- Source text:
'''

Re: VM subsystem bug in 2.4.0 ?

public inbox for linux-kernel@vger.kernel.org
 help / color / mirror / Atom feed

From: Christoph Rohland <cr@sap.com>
To: Linus Torvalds <torvalds@transmeta.com>
Cc: "Stephen C. Tweedie" <sct@redhat.com>,
	Rik van Riel <riel@conectiva.com.br>,
	"Sergey E. Volkov" <sve@raiden.bancorp.ru>,
	linux-kernel@vger.kernel.org
Subject: Re: VM subsystem bug in 2.4.0 ?
Date: 10 Jan 2001 08:33:47 +0100	[thread overview]
Message-ID: <m3itnneu90.fsf@linux.local> (raw)
In-Reply-To: <Pine.LNX.4.10.10101091447540.2633-100000@penguin.transmeta.com>

Hi Linus,

Linus Torvalds <torvalds@transmeta.com> writes:

> I'd really like an opinion on whether this is truly legal or not? After
> all, it does change the behaviour to mean "pages are locked only if they
> have been mapped into virtual memory". Which is not what it used to mean.
> 
> Arguably the new semantics are perfectly valid semantics on their
> own, but I'm not sure they are acceptable.

I just checked SuS and they do not list SHM_LOCK as command at all.

> In contrast, the PG_realdirty approach would give the old behaviour of
> truly locked-down shm segments, with not significantly different
> complexity behaviour.
>
> What do other UNIXes do for shm_lock()?

'''

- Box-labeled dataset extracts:
'''

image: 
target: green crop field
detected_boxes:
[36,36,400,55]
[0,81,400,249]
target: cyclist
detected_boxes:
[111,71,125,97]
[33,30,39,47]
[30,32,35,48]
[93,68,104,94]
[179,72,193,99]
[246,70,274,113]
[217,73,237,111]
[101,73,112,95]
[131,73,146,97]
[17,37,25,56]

'''

- Challenges:
(a) Can you rewrite the box-labeled dataset extracts as a Markdown table with the columns "Row" and "Line", giving each non-blank line its own numbered row and leaving out blank lines?
(b) Could you extend the mailing-list reply about SHM_LOCK semantics in 2.4.0, picking up right after its last line?

- Exercise responses:
(a)
| Row | Line |
|---|---|
| 1 | image:  |
| 2 | target: green crop field |
| 3 | detected_boxes: |
| 4 | [36,36,400,55] |
| 5 | [0,81,400,249] |
| 6 | target: cyclist |
| 7 | detected_boxes: |
| 8 | [111,71,125,97] |
| 9 | [33,30,39,47] |
| 10 | [30,32,35,48] |
| 11 | [93,68,104,94] |
| 12 | [179,72,193,99] |
| 13 | [246,70,274,113] |
| 14 | [217,73,237,111] |
| 15 | [101,73,112,95] |
| 16 | [131,73,146,97] |
| 17 | [17,37,25,56] |

(b)
> 
> The Linux man-page explicitly states for SHM_LOCK that
> 
> 	The user must fault in any pages that are required to be present
> 	after locking is enabled.
> 
> which kind of implies to me that the VM_LOCKED implementation is ok.

Yes.

> HOWEVER, looking at the HP-UX man-page, for example, certainly implies
> that the PG_realdirty approach is the correct one. 

Yes.

> The IRIX man-pages in contrast say
> 
> 				Locking occurs per address space;
>         multiple processes or sprocs mapping the area at different
>         addresses each need to issue the lock (this is primarily an
>         issue with the per-process page tables).
> 
> which again implies that they've done something akin to a VM_LOCKED
> implementation.

So Irix does something quite different. For Irix SHM_LOCK is a special
version of mlock...

> Does anybody have any better pointers, ideas, or opinions?

I think the VM_LOCKED approach is the best: 

- SuS does not specify anything, the different vendors do different
  things. So people using SHM_LOCK have to be aware that the details
  differ.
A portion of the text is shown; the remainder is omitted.